━━━━━ Exercise materials
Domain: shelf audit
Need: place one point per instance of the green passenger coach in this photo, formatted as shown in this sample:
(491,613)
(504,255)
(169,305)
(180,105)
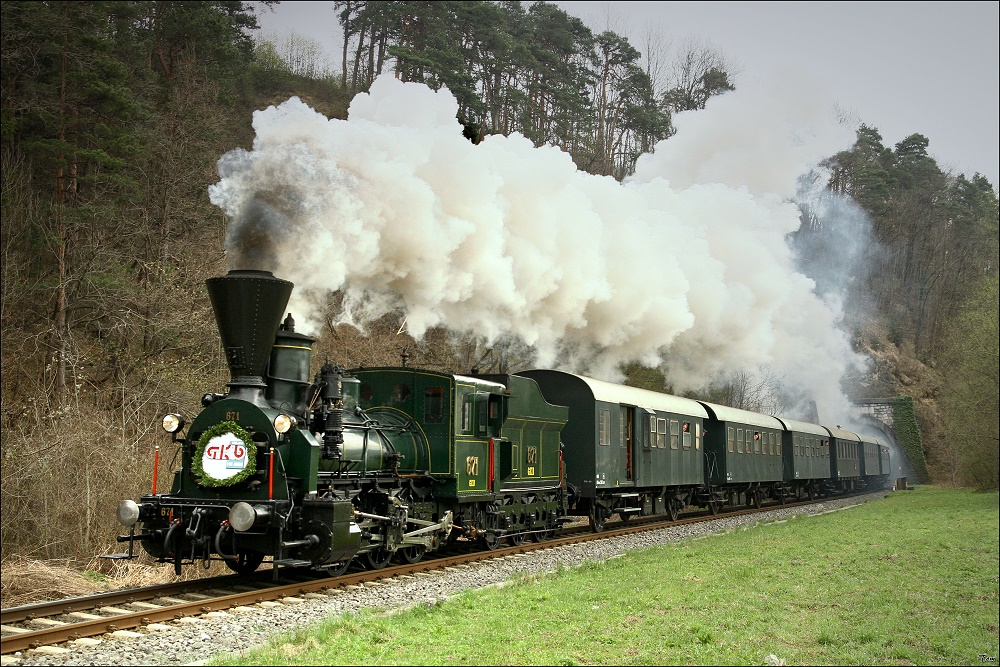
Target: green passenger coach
(744,453)
(805,457)
(628,450)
━━━━━━━━━━
■ Task brief
Would you write out every record word for word, leaving no picture in?

■ Problem solution
Domain: shelf audit
Need: place one point per instance of the green passenger coach in this photo, formatted as shown in this sample:
(491,613)
(504,255)
(169,305)
(180,105)
Target: green passenger coach
(744,453)
(805,457)
(628,450)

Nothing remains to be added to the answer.